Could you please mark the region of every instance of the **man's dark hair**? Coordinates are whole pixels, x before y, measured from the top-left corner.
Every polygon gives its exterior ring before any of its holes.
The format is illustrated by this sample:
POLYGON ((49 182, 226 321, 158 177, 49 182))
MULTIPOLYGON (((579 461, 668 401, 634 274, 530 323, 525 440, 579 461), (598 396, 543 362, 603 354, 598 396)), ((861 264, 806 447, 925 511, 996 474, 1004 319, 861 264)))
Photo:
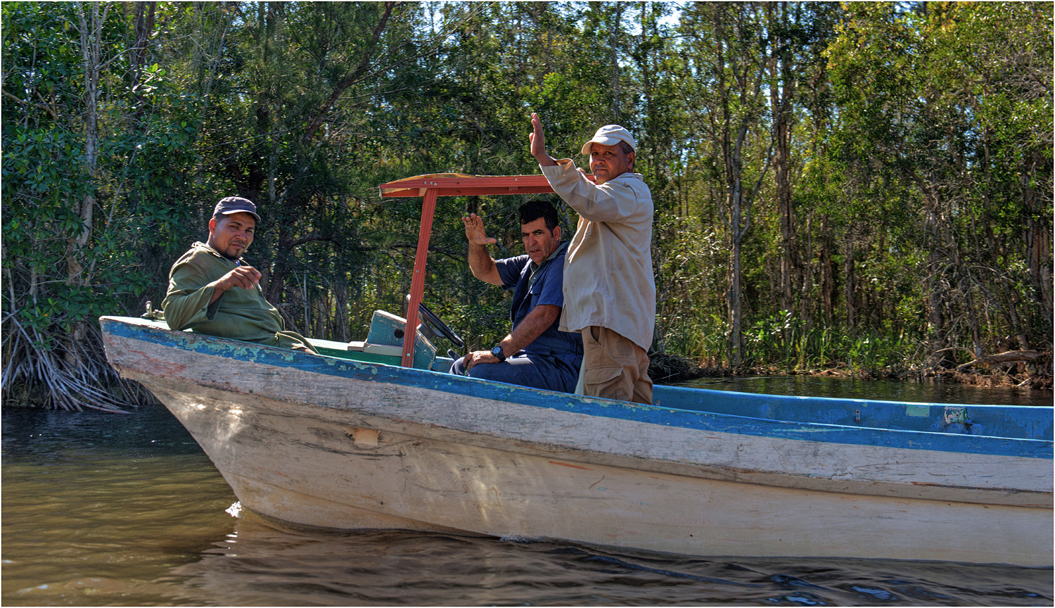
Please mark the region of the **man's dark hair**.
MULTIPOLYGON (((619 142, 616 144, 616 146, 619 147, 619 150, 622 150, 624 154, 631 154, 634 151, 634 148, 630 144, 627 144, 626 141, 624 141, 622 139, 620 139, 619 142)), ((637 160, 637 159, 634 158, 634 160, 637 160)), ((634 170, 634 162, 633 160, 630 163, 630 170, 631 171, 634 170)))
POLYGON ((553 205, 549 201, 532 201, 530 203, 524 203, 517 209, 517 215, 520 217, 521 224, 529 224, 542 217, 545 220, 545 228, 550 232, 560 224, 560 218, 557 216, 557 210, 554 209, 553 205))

........

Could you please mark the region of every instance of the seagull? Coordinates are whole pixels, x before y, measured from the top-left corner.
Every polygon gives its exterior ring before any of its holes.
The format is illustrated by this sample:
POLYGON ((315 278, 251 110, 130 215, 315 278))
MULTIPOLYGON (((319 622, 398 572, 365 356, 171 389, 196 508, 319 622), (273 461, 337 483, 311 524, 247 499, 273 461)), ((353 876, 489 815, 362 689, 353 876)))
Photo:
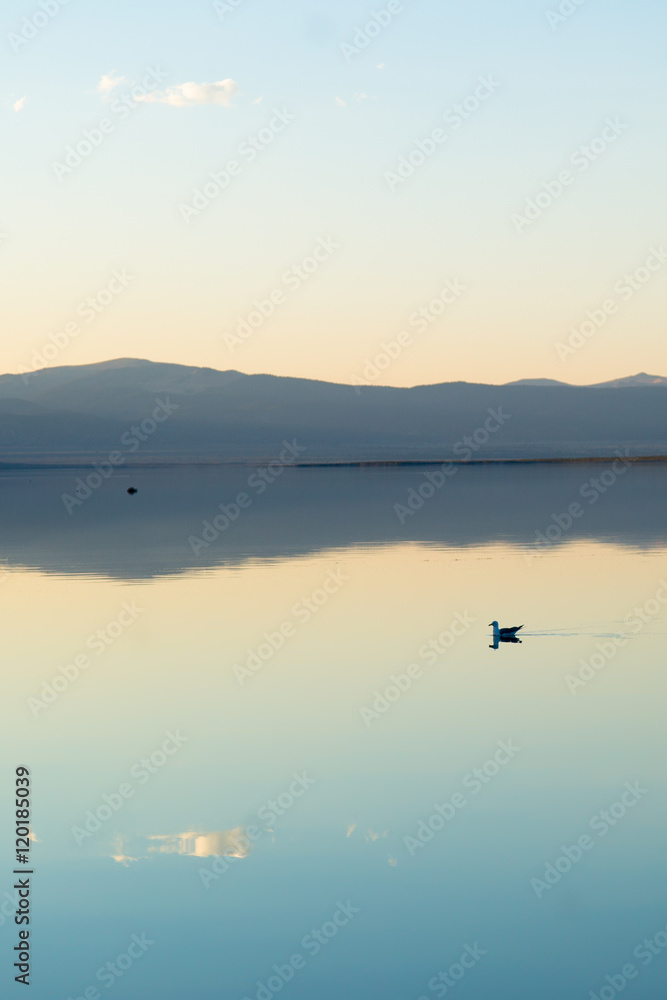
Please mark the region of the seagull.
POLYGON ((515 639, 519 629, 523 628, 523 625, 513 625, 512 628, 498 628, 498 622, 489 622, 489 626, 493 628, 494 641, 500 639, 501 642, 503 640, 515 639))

........

Copy the part of the data that opens with the line containing "dark hair**? Coordinates" and closes with the line containing "POLYGON ((553 205, 549", reproducing each line unchanged. Leave the picture out of your copy.

Could you please mark the region of every instance of the **man's dark hair**? Coordinates are whole pixels, x before y, measured from the top-left corner.
Every polygon gives its exterior ring before any of its holes.
The format is illustrated by this sample:
POLYGON ((49 182, 226 321, 158 177, 49 182))
MULTIPOLYGON (((579 461, 668 401, 634 274, 530 323, 525 440, 579 461), (598 396, 543 362, 603 354, 598 396)), ((861 264, 806 447, 925 511, 996 474, 1004 319, 861 264)))
Photo:
Please mark the region of the **man's dark hair**.
MULTIPOLYGON (((619 142, 616 144, 616 146, 619 147, 619 150, 622 150, 624 154, 631 154, 634 151, 634 148, 630 144, 627 144, 626 141, 624 141, 622 139, 620 139, 619 142)), ((637 160, 637 159, 634 158, 634 160, 637 160)), ((634 170, 634 162, 633 160, 630 163, 630 170, 631 171, 634 170)))
POLYGON ((553 205, 549 201, 532 201, 530 203, 524 203, 517 209, 517 215, 520 217, 521 224, 529 224, 542 217, 545 220, 545 228, 550 232, 560 224, 560 218, 557 216, 557 210, 554 209, 553 205))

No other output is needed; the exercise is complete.